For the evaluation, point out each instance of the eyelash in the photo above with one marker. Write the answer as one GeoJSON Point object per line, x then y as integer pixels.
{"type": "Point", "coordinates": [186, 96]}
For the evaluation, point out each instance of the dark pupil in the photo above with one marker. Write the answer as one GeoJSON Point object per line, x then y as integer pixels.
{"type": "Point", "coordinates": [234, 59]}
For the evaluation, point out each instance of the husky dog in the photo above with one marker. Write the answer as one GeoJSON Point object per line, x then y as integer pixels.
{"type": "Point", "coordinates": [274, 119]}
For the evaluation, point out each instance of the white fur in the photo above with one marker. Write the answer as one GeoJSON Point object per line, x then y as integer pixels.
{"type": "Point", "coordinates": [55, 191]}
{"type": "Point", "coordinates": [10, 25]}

==

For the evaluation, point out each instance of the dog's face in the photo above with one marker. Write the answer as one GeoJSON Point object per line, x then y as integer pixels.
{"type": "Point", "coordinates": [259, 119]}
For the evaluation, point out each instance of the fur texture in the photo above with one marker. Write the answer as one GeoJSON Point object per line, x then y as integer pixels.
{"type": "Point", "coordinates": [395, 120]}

--

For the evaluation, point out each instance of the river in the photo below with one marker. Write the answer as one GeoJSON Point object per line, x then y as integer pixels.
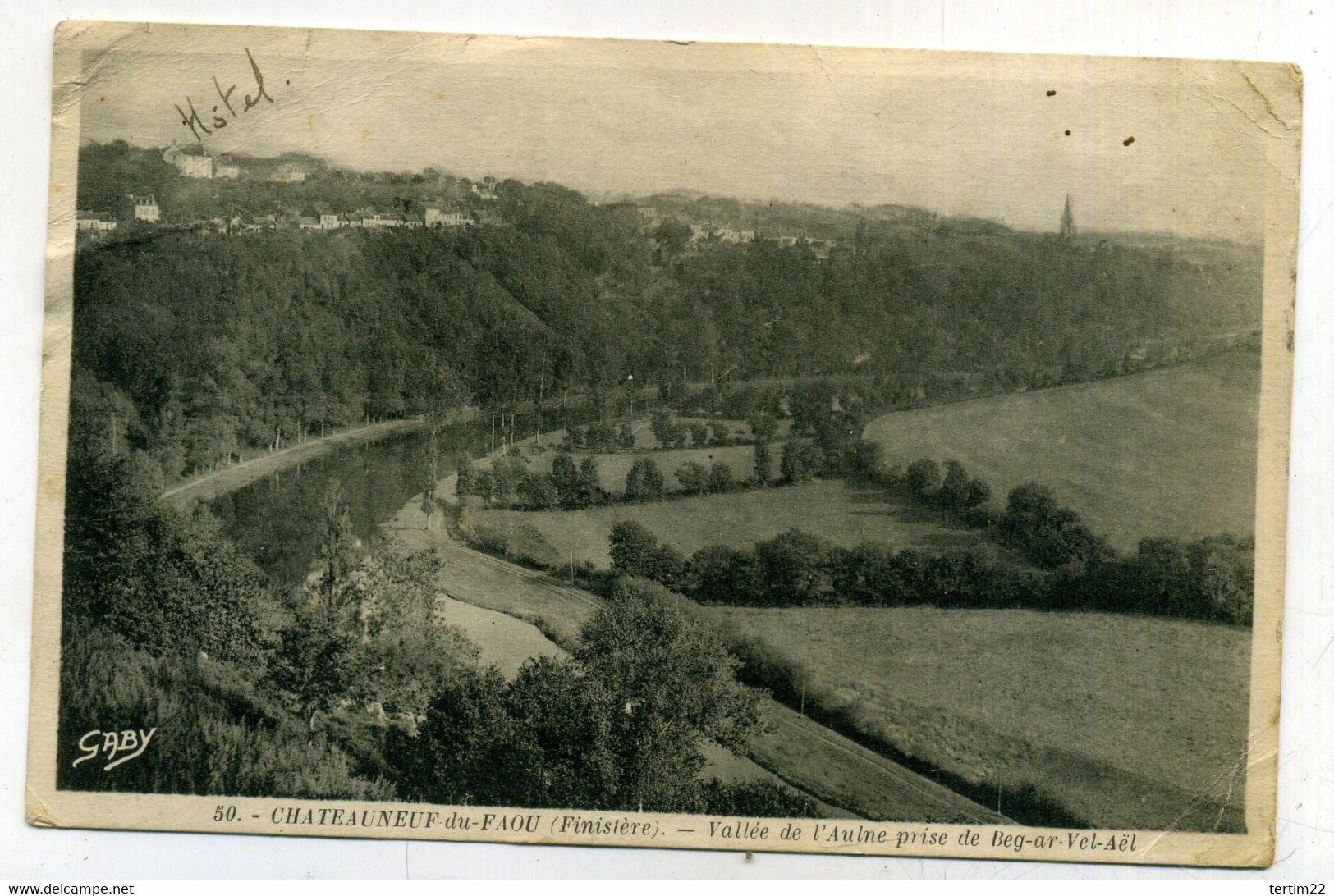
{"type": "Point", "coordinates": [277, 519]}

Stated task: Gather every line from the entries that contains the word "above". Letter case matters, so uppercase and lowercase forms do not count as the same word.

Final answer:
For the evaluation, point out each instance of the eyelash in the photo above with one marker. Write the answer as one GeoJSON Point object per line, x then y as integer pixels.
For the evaluation, point out each instance of the dark pupil in the photo above with one marker. Write the answer as one GeoJSON Point object per line, x then y as integer pixels.
For the evaluation, point out each instance of the husky dog in the photo above with one marker. Write the answer as one GeoJSON Point object per line, x then y as integer pixels.
For the evaluation, point out each instance of the white fur in the photo above with one marker. Write the answer as one GeoJSON Point object per line, x then y as integer pixels.
For the evaluation, point out each instance of the dog's face in the photo above with one marker. Write the answer as one GeoJSON Point object per line, x then y as integer pixels.
For the evaluation, point out each instance of the fur texture in the photo above with one marker. Write the answer as one GeoJSON Point object per line, x then y as integer pixels.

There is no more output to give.